Данные для обработки:
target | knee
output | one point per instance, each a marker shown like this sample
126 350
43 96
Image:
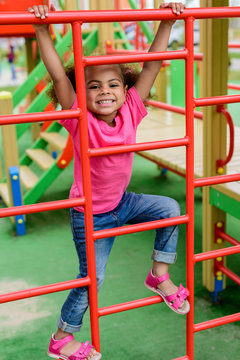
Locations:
174 208
100 280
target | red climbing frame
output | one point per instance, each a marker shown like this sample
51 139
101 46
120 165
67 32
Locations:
76 19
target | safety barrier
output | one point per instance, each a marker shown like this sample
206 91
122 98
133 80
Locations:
77 19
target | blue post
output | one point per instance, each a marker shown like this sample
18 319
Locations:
17 199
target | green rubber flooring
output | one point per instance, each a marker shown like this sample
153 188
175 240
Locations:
46 255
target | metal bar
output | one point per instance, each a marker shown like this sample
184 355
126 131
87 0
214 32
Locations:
86 181
145 156
135 304
138 147
36 117
217 253
217 322
87 16
43 290
120 59
214 180
189 91
173 108
231 275
227 237
217 100
40 207
129 229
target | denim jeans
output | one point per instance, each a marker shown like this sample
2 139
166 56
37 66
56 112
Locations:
132 209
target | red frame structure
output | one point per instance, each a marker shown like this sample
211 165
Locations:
77 19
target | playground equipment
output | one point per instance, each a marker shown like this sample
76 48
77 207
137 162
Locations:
32 185
77 19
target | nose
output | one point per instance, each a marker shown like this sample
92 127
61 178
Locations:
105 90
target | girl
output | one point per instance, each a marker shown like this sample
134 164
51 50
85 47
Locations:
115 108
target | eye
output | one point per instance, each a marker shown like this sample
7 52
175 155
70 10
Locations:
94 87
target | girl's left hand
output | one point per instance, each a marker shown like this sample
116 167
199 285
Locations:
177 8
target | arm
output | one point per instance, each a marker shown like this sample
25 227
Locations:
62 85
151 68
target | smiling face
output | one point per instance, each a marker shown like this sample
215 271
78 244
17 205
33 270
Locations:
105 91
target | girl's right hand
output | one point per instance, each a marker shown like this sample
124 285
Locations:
41 12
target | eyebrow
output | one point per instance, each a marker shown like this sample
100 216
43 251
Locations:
98 81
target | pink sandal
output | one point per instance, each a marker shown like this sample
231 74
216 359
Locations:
175 300
81 354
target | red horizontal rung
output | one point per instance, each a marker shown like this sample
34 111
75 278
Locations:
173 108
138 147
120 59
129 305
217 253
231 275
214 180
227 237
129 229
217 322
43 290
36 117
63 17
40 207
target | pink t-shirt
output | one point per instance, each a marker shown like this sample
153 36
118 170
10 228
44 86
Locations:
110 175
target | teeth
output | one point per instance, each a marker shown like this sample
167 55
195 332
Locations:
105 101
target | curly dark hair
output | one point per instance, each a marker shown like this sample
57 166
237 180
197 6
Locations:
129 76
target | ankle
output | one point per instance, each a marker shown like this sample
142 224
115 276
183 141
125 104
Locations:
59 335
159 268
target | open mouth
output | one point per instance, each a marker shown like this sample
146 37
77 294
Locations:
105 102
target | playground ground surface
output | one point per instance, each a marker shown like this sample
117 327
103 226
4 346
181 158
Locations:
46 255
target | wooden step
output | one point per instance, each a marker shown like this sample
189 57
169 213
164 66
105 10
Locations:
55 139
28 177
41 158
5 194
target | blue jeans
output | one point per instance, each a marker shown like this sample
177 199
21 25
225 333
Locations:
132 209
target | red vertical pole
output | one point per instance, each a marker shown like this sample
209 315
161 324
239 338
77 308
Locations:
190 180
86 179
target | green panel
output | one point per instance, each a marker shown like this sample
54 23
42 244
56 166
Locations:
43 183
225 203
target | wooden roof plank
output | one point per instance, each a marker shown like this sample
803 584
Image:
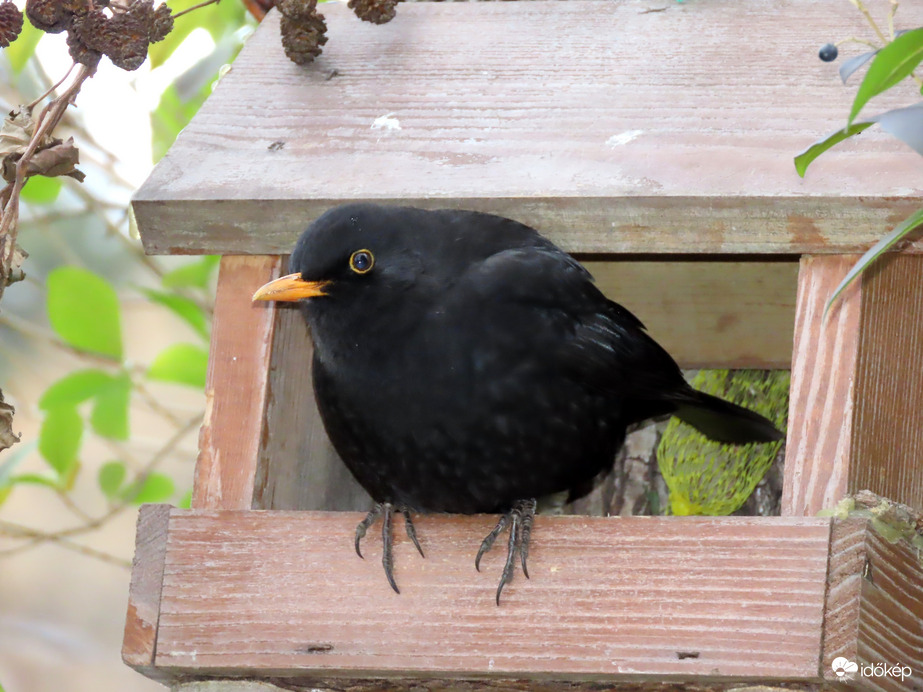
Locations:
607 126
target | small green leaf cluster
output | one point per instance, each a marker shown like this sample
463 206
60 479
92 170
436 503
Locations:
84 312
889 66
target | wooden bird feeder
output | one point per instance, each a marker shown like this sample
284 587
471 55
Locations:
655 141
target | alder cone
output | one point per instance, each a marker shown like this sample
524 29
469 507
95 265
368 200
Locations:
297 9
374 11
48 15
10 23
302 38
161 23
122 38
76 48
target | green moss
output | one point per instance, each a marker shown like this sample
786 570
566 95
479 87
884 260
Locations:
709 478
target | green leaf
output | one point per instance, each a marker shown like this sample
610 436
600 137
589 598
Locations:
110 412
893 63
23 48
156 487
806 157
195 274
182 364
41 190
218 20
84 311
184 308
172 114
36 479
110 478
59 438
903 228
14 458
75 388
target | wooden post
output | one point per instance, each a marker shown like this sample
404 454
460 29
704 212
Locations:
855 419
140 642
236 388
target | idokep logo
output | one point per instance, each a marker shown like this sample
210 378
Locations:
843 667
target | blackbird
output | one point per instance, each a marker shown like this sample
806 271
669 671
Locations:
463 363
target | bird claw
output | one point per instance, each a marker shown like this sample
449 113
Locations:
386 511
519 519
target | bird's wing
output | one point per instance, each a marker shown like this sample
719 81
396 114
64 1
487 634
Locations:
547 297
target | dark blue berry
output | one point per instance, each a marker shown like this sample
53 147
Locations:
828 52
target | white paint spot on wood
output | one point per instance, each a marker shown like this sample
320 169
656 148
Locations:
623 138
386 122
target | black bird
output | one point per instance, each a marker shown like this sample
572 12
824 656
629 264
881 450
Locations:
463 363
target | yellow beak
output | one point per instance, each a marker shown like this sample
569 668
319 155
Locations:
290 288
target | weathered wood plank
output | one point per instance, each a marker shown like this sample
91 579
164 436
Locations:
819 446
891 613
709 313
844 580
298 467
235 391
577 123
283 594
855 419
140 640
887 434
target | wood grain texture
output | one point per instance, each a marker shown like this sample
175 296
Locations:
235 391
263 594
818 447
140 639
887 434
891 612
709 313
298 467
844 582
576 123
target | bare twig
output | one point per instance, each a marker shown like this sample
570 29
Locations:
50 117
53 87
195 7
35 537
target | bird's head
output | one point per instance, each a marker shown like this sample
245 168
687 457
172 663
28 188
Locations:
353 253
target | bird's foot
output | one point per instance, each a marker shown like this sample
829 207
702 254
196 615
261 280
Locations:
519 519
386 510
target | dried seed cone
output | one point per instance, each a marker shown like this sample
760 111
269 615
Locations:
302 38
375 11
123 38
48 15
78 50
297 9
10 23
161 24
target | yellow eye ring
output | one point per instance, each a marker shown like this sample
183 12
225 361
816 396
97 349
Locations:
362 261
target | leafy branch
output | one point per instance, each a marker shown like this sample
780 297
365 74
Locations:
894 61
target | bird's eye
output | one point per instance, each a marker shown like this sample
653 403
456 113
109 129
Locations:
362 261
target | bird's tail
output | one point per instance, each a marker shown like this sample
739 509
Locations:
723 421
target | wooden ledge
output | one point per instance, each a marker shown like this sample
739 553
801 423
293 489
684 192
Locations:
278 594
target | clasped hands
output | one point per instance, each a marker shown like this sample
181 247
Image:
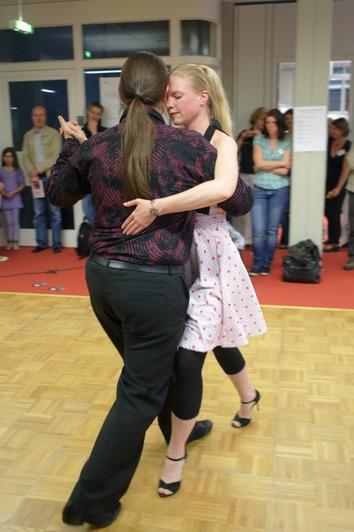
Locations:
71 130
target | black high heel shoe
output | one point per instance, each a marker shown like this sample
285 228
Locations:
173 487
244 421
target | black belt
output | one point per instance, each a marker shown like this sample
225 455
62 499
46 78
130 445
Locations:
121 265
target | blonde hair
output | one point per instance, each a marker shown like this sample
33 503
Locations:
260 112
204 78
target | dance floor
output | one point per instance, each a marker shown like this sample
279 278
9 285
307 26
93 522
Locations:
64 274
290 470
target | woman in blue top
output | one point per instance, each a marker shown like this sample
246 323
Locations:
271 155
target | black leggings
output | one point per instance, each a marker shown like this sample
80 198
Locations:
188 390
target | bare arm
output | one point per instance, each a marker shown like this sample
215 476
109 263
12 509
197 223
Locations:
342 180
203 195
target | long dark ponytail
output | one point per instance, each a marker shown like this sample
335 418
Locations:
143 83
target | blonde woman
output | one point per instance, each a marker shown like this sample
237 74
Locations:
223 308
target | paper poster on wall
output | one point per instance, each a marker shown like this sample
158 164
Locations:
310 128
109 98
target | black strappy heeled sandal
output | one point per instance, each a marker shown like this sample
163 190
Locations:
244 421
173 487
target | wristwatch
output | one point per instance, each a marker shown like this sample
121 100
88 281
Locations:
153 208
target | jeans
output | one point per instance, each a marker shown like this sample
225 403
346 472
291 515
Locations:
333 211
143 314
351 226
267 213
12 224
88 208
42 208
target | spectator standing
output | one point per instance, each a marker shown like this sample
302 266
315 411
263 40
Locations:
271 154
41 148
243 224
13 184
337 175
91 128
350 188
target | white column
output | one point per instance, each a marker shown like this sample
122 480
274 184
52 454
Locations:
313 51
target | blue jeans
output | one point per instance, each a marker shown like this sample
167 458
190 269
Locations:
42 208
88 208
267 213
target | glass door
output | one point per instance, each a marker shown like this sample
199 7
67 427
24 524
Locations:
21 91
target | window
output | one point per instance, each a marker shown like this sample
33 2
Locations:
198 37
338 87
123 39
45 44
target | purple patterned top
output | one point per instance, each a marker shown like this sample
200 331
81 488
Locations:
181 159
12 179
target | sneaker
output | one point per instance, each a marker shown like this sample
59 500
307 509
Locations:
57 249
265 271
38 249
349 265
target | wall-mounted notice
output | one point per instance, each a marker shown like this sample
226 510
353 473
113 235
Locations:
310 128
109 98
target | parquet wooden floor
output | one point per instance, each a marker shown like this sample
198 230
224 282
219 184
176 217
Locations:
291 470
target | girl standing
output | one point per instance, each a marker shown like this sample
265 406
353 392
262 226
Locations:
12 178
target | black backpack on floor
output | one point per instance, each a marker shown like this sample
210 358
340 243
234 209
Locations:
303 263
83 236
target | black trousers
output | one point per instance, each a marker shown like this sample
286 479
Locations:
333 210
143 314
351 226
186 388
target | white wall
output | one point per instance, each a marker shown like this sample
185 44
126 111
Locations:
263 37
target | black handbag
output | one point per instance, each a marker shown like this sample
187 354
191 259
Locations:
303 263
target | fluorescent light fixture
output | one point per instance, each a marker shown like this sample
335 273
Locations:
103 71
21 26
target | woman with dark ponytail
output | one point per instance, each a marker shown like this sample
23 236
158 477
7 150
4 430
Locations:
136 282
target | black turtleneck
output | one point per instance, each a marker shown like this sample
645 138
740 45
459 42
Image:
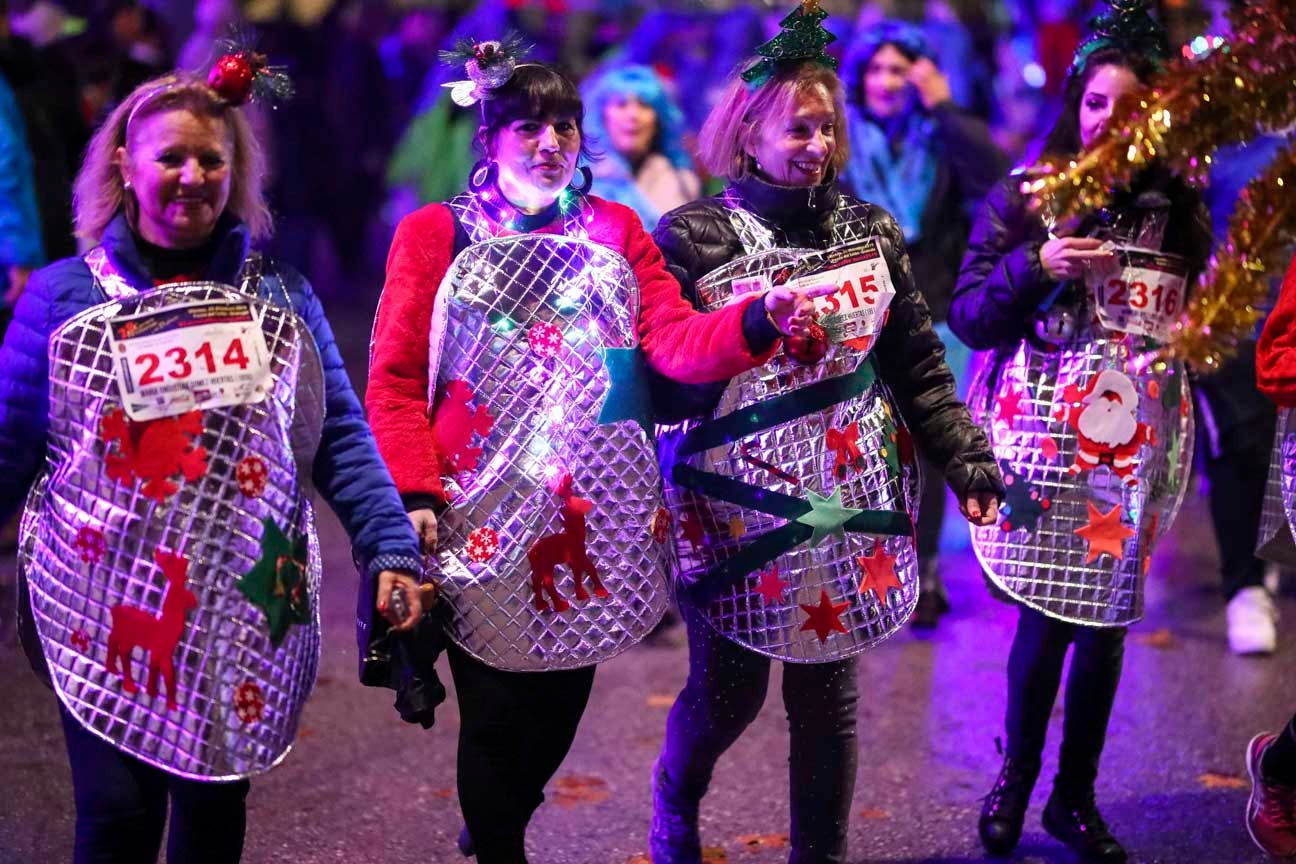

Короткое задание:
Представьте в виде JSON-списка строк фрагмент листинга от строки, содержащей «target | sneaker», до конца листинга включительно. Каждой строке листинга должна соответствовать одна строка списка; пустые строки и изображения в ответ не включайте.

Верный результат:
[
  "target | sneaker",
  "output | one point per instance, each a marker shown like this sample",
  "59 500",
  "307 509",
  "Locations:",
  "57 249",
  "265 271",
  "38 249",
  "349 265",
  "target | wall-mounted notice",
  "output | one point per instance, each a marker shown like this sample",
  "226 510",
  "353 473",
  "113 235",
  "Locations:",
  "310 128",
  "109 98",
  "target | parquet wooden floor",
  "output | one point per instance, each a marker shown like this sample",
  "198 230",
  "224 282",
  "219 184",
  "176 217",
  "Locations:",
  "291 470",
  "target | girl standing",
  "output | one point per instance, each a marker shown like this sample",
  "265 406",
  "353 392",
  "262 226",
  "Locations:",
  "12 178",
  "target | black backpack on floor",
  "output | one point per instance, each a marker shown like this sample",
  "210 358",
  "340 243",
  "234 209",
  "Locations:",
  "303 263",
  "83 236",
  "target | black trousers",
  "output | one point per instance, each a marker shown like this sample",
  "286 479",
  "Locations:",
  "333 210",
  "143 314",
  "351 226",
  "186 388",
  "target | white wall",
  "output | one point per instance, each a marker shown like this sample",
  "185 44",
  "126 111",
  "Locations:",
  "263 37",
  "target | black handbag",
  "output | one point per instance, each a marker shown like this sample",
  "187 354",
  "191 259",
  "Locations:",
  "303 263",
  "target | fluorescent light fixture",
  "output | one point per instance, each a marker shown like this sample",
  "335 273",
  "Locations:",
  "103 71",
  "21 26",
  "target | woman with dark ponytail",
  "output | one point per instance, each a marker shown like this sample",
  "23 236",
  "158 477",
  "7 150",
  "4 430",
  "Locations:",
  "136 282",
  "target | black turtleneck",
  "output | one point per instance, each a marker shown like this sample",
  "645 138",
  "740 45",
  "459 42",
  "Image:"
]